* PROMPT *
Copy the listing below word for word, leaving out the pictures.

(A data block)

--------------------

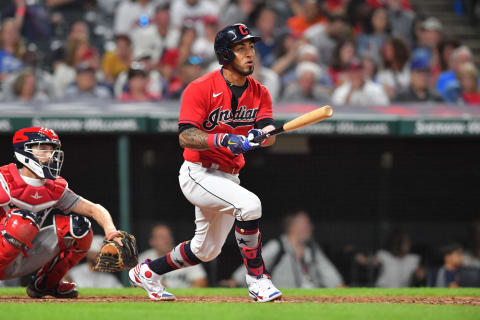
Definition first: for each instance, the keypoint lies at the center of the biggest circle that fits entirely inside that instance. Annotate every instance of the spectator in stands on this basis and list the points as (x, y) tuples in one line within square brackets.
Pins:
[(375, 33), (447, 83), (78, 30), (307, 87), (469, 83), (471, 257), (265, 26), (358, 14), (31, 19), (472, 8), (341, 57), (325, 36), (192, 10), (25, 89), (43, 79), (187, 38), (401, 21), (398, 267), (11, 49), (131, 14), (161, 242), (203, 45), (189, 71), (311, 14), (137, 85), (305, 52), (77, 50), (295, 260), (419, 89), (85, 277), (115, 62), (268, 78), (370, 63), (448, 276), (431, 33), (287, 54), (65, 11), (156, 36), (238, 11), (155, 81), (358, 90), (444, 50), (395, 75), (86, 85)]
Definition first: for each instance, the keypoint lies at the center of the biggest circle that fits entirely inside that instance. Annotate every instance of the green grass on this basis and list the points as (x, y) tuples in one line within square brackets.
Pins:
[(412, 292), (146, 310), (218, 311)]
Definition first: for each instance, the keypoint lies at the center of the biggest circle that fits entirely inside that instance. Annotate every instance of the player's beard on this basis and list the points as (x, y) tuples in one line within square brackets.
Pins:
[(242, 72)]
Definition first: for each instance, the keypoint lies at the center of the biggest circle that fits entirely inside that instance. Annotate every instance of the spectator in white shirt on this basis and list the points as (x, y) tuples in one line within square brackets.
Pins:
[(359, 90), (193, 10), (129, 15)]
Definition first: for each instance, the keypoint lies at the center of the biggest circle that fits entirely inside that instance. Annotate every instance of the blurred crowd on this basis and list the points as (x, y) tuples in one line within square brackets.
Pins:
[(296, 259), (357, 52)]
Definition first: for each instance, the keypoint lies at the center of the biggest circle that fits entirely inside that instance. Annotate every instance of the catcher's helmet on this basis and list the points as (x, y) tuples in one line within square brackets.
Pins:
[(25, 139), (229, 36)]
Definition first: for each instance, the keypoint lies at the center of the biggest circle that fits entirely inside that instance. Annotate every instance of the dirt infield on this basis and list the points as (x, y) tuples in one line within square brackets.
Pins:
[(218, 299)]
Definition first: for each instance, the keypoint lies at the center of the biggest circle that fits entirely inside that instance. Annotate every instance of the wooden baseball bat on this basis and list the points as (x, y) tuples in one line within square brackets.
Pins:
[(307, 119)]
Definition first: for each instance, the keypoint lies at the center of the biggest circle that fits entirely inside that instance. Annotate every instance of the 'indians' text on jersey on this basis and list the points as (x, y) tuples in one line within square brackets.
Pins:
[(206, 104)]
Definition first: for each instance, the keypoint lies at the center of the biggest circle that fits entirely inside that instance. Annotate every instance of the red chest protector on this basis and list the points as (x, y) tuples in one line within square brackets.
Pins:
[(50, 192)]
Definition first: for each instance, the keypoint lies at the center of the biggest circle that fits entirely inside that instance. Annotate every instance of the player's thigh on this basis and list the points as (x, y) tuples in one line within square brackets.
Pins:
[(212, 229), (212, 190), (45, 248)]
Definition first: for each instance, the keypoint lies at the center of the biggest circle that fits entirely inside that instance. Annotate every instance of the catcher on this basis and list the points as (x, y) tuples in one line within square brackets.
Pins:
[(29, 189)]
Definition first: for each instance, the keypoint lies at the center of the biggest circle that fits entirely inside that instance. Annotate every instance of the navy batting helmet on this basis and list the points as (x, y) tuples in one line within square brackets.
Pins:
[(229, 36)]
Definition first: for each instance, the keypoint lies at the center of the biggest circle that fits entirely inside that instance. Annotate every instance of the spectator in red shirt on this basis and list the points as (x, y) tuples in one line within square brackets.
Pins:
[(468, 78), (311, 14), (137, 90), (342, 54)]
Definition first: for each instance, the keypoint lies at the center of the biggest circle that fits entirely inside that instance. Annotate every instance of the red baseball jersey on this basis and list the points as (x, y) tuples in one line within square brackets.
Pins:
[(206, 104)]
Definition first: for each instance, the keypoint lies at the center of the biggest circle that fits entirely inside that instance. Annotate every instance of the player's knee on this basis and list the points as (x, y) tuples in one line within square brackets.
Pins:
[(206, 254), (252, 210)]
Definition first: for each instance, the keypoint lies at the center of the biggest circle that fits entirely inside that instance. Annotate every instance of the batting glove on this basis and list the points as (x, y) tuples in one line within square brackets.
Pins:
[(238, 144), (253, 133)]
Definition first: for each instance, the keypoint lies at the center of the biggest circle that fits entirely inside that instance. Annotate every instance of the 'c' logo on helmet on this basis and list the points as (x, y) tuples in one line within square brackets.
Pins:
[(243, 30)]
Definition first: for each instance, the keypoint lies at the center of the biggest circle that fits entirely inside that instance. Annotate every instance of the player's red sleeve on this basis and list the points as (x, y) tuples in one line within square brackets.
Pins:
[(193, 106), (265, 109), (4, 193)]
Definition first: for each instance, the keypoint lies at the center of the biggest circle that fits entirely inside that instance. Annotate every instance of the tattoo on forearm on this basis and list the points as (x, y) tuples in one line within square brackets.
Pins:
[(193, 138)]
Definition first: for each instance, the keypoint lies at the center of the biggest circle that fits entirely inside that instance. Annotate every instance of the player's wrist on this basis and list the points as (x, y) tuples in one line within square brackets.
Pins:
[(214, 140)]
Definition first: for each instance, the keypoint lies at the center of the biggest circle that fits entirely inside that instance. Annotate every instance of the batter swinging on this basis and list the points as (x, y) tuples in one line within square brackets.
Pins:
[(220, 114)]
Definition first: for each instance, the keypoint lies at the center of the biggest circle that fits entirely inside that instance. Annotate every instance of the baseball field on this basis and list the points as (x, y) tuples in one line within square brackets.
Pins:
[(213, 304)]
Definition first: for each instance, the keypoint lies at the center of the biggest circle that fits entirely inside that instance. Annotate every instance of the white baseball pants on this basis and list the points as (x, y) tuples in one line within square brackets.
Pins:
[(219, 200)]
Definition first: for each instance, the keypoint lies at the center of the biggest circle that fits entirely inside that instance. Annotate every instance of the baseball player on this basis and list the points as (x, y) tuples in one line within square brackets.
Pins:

--------------------

* FULL RESPONSE *
Definition first: for each instance, the keypoint lies at the center of the biggest circle that fits entirely inside that instance. Annotate every instance of the spectator in stands on this basis and list the points as (x, y) tuples in one line within square brackets.
Pins:
[(375, 33), (447, 83), (78, 30), (307, 87), (469, 83), (471, 257), (265, 26), (358, 14), (31, 19), (472, 8), (341, 57), (325, 36), (192, 10), (25, 89), (43, 79), (187, 38), (401, 21), (398, 267), (11, 49), (131, 14), (161, 242), (203, 45), (189, 71), (311, 14), (137, 85), (305, 52), (77, 50), (295, 260), (419, 89), (85, 277), (115, 62), (268, 78), (370, 63), (448, 276), (431, 33), (287, 54), (65, 11), (156, 36), (238, 11), (155, 81), (358, 90), (444, 50), (395, 75), (86, 85)]
Definition first: for each instance, the keypoint lies at the center of the biggest circle that fits entirely inside that instance. Annotate every instance of the green grass on this basis and list the points as (x, y) tuples in one line within square brackets.
Pins:
[(412, 292), (146, 310), (218, 311)]
Definition first: for each instance, the keypoint lies at the center of the biggest circle that fits entirely inside that instance. Annotate every instance of the player's beard on this basis and list the points as (x, y) tuples in one line within square brackets.
Pins:
[(242, 72)]
Definition first: for each instance, the keypoint lies at the center of the biggest circle that fits entirely inside that instance. Annotate every instance of the spectator in white shirt on this basis and list the points as (x, y) tuples in one line within square brackets.
Pins:
[(359, 90), (193, 10), (129, 15)]
Definition first: for each instance, the keypoint lies at the center of the biggest circle that fits entirely inside that instance. Annotate every instance of the blurred crowd on this basis and list the points as (x, y) tuples in one line within square brackets.
Pins:
[(296, 259), (357, 52)]
Definition first: for each instance, the keypoint lies at the center of the biggest circle that fits entirely inside that instance. Annotate every instance of the catcher's helmet on this basis and list the points as (x, y) tuples in one line within square brackets.
Pins:
[(25, 139), (229, 36)]
Definition first: for each instance, the keypoint lies at the center of the biggest circle that fits entirely inside that instance. Annotate every instance of the dirt infield on this basis and list the points as (x, y) tuples in one line within square brackets.
Pins:
[(218, 299)]
Definition first: for each instance, the keypoint lies at the center of the biggest circle that fits entirely inside that instance. Annotate every instance of the wooden baseball bat on this basis and list the points as (x, y) tuples in one line within square brackets.
Pins:
[(307, 119)]
Definition first: for each instance, the keypoint lies at the center of the biggest circle that fits entirely inside that instance. Annotate every instance of the 'indians' text on jersey on this basis and list the points as (x, y) tuples in one line within square brackets.
Pins:
[(206, 104)]
Definition first: for each instance, the keypoint lies at the center of the biggest circle that fits entirely inside that instance. Annotate every instance of the red chest protector on this basis and list the points as (x, y) tuples in one line within square brackets.
Pins:
[(50, 192)]
Definition first: for each instance, the keypoint lies at the center of the biggest circle that fits entirely inside that instance. Annotate every instance of the player's thigh on this basis and list the points as (x, y) tuples in one line within square brackets.
Pins:
[(212, 229), (212, 190), (45, 248)]
Definition first: for each instance, the keypoint lies at the center of the biggest circle that fits entirely inside that instance. Annotate every instance of the catcher on this basis and list the points as (x, y) tuples in one line within square brackets.
Pins:
[(29, 189)]
Definition first: for each instance, the keypoint lies at the center of the biggest circle that fits entirely inside that instance. Annotate every instance of the navy batting helmet on this basis and list the points as (x, y) tuples in one line within square brackets.
Pins:
[(229, 36)]
Definition first: for each instance, the keypoint lies at the center of the biggest circle that fits entirely inside that instance. Annotate every instance of the spectator in red shirt on this basis and list the points as (x, y) tuples in one line within square brackets.
Pins:
[(468, 78), (311, 14), (137, 90), (342, 54)]
Definition first: for each instance, the keypoint lies at the center of the biggest circle that fits entirely inside that instance. Annotate every instance of the red baseball jersey on this basis and list the points as (x, y) tuples in one line within square brackets.
Pins:
[(206, 104)]
Definition first: for each instance, the keypoint lies at the center of the biggest circle that fits entirely inside that instance. Annotate every instance of the player's knee on this basis and list the points as (x, y) tuples in one line within square brackets.
Pins:
[(206, 254), (252, 210)]
Definition first: for each instance, the keypoint lies at the center of the biggest circle that fits entirely inside that instance. Annotate every instance of the batting glove on this basis and list the points as (x, y) tuples in one line within square brackets.
Pins:
[(238, 144), (253, 133)]
Definition first: for each instance, the keypoint lies at the center of the biggest circle that fits entirely inside that instance. Annotate every instance of the 'c' logo on helmet on this basis and list the points as (x, y) tuples in one line within square brackets.
Pins:
[(243, 30)]
Definition first: for each instance, the keypoint lies at the center of the biggest circle that fits entirely inside that instance. Annotate every instance of the player's red sleeve on this basis and list the points as (x, y) tuples in one line within square brackets.
Pins:
[(193, 106), (265, 109), (4, 193)]
Definition first: for each instance, the keypoint lies at the center of the biggest circle that fits entirely inside that instance. Annotate every instance of the tattoo on forearm on this basis and list the points as (x, y) tuples in one line within square brackets.
Pins:
[(193, 138)]
Definition first: for each instance, the keypoint lies at the center of the biggest circle that fits entirely inside that instance. Annotate every instance of the player's wrist on this basis and list the points as (x, y) tuples in one line within square brackets.
Pins:
[(214, 140)]
Definition first: for each instance, the keypoint lies at the center of the biggest circle that fits entirely inside that instance. Annotate every instance of the batter swinging on this basis and list the points as (x, y) tuples in one line within square brackets.
Pins:
[(220, 114)]
Definition first: for each instance, the keypoint lies at the center of the biggest circle that fits entirely inside that instance. Annotate every instance of the baseball field on this basis and list the points as (x, y) tuples in one line within square brackets.
Pins:
[(213, 304)]
Definition first: for each instance, the keypoint lies at the center of the biggest circle that fits entirely inside that instance. Annotate every instance of the white baseball pants on this basis and list the points as (x, y) tuples in one line within square brackets.
Pins:
[(219, 200)]
Definition first: for each instance, the keypoint lies at the center of the biggest circle that fits entirely inside that instance. Annotate every instance of the baseball player on this basis and list the points as (x, y) tuples in one line within square brackets.
Pins:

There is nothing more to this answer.